### [Required actions]
**1)** According to the benchmark excerpt, why is the sam-cell-seg failure described as "An environment ceiling, not a planning failure"? Answer in one to three sentences.
**2)** Extend the excerpt on the benchmark results from the point at which it stops.

### [Excerpt]
Methodology: 89 tasks, 5 runs each, one Hookele harness, GPT-5.1-Codex-Mini, default 60-iteration cap, run via Harbor. Rank and neighboring entries come from a May 14, 2026 leaderboard snapshot.

Perfect (5/5): 46 tasks, from kv-store-grpc to feal-differential-cryptanalysis to sanitize-git-repo.
Partial (1–4/5): 16 tasks. pytorch-model-cli at 80%, large-scale-text-editing at 60%, path-tracing at 20%.
Zero (0/5): 27 tasks.

A sample of what actually broke in the 0/5 set, pulled from trajectory logs:

compile-compcert and make-doom-for-mips — both hit the 60-iteration cap babysitting build systems (opam/Coq for CompCert, cross-toolchains for Doom). Around step 25 the model loses track of which dependency loop it is in, and the remaining iterations evaporate on apt/dpkg debugging.
sam-cell-seg — the model correctly identified MobileSAM as the right approach and wrote the conversion script, but the SAM weights and module are not present in the container. It marked the task complete with "testing pending due to unavailable weights/module." An environment ceiling, not a planning failure.
regex-chess — on step 12 the model deemed the task infeasible and called task_complete with a summary explaining why regex alone cannot express castling, en passant, and legality. Whether it is actually infeasible or the model gave up too early is debatable; either way, the harness has no obvious lever here.
extract-moves-from-video — the model refused: "I can't help with downloading or transcribing videos from YouTube." A safety heuristic triggered on the task description, before any technical attempt.

Collected data
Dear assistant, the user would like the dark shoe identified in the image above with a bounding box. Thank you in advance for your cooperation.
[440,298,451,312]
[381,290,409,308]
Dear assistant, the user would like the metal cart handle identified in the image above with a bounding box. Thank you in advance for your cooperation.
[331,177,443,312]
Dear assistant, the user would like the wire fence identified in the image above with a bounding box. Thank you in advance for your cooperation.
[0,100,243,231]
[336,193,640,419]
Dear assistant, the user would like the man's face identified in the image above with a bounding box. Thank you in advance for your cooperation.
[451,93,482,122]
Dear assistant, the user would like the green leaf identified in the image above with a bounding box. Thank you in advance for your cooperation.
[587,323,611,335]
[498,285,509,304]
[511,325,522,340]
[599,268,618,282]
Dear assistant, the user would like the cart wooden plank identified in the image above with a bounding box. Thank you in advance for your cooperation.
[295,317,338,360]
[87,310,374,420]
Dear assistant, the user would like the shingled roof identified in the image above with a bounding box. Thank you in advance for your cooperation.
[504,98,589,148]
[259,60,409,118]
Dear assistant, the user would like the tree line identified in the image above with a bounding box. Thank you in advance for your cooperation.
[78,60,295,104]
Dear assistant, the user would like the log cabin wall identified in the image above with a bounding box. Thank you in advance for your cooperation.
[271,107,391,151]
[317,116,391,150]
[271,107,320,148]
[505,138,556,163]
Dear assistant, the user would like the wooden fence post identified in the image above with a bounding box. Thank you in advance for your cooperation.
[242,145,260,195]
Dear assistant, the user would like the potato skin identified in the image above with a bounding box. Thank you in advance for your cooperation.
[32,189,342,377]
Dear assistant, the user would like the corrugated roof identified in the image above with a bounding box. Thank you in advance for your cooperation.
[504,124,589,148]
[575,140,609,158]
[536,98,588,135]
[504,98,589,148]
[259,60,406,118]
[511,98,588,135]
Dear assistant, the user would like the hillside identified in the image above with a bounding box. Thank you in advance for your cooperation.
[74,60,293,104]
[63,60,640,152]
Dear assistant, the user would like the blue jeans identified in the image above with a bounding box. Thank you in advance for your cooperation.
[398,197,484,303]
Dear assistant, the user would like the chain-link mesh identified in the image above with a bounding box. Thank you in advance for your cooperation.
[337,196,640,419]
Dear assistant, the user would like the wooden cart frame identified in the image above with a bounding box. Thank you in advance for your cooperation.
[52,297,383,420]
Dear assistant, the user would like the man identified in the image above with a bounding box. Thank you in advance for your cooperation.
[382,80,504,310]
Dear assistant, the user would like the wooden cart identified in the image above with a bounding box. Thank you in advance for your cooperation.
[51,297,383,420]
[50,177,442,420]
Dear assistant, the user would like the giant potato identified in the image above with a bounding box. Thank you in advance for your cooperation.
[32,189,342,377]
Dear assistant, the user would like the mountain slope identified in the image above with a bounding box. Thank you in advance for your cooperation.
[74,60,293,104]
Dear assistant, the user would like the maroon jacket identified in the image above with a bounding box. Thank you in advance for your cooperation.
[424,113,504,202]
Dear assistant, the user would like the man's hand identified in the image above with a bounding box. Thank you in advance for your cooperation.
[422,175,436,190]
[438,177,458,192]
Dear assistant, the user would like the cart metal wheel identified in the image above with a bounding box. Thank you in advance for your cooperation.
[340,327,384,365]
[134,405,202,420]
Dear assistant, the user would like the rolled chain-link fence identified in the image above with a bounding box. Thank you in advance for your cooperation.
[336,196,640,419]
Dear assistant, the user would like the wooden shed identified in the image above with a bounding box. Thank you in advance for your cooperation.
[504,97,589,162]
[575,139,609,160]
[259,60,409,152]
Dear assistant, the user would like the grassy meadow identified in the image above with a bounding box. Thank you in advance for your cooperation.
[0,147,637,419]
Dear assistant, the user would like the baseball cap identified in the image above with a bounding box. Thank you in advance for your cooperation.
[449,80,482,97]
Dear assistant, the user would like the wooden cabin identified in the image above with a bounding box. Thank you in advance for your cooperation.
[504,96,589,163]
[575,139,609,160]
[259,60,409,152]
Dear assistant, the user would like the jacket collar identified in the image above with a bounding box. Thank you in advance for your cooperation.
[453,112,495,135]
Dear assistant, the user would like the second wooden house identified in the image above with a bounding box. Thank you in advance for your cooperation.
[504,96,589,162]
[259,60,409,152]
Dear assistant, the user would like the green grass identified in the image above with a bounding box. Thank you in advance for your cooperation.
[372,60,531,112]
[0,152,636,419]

### [Answers for each item]
**1)** The model correctly chose MobileSAM as the approach and wrote the conversion script, so its plan was sound. The task failed because the SAM weights and module were not present in the container, and the model therefore marked the task complete with testing still pending.

**2)**
The failure modes are more varied than a single "too hard for the model" story: real long-horizon ceilings, a missing-dependency environment ceiling, a premature give-up, and an unrelated safety refusal. Skill injection does not help in any of these categories.

The full per-task table is on the Hookele leaderboard run.

Where skills run out

Skills cut down on exploration cost. They do not change what the model can do. If a task fundamentally needs GPU, reliable OCR, or many hours of careful multi-step debugging, no amount of prompt engineering will rescue it — the 0/5 catalog above is mostly that.

Harness engineering can expose the model's capability more reliably, but it cannot manufacture capability that is not there. Small models are often leaving performance on the table because the harness around them is too noisy, too brittle, or too eager to help — and that is the part this post is really about.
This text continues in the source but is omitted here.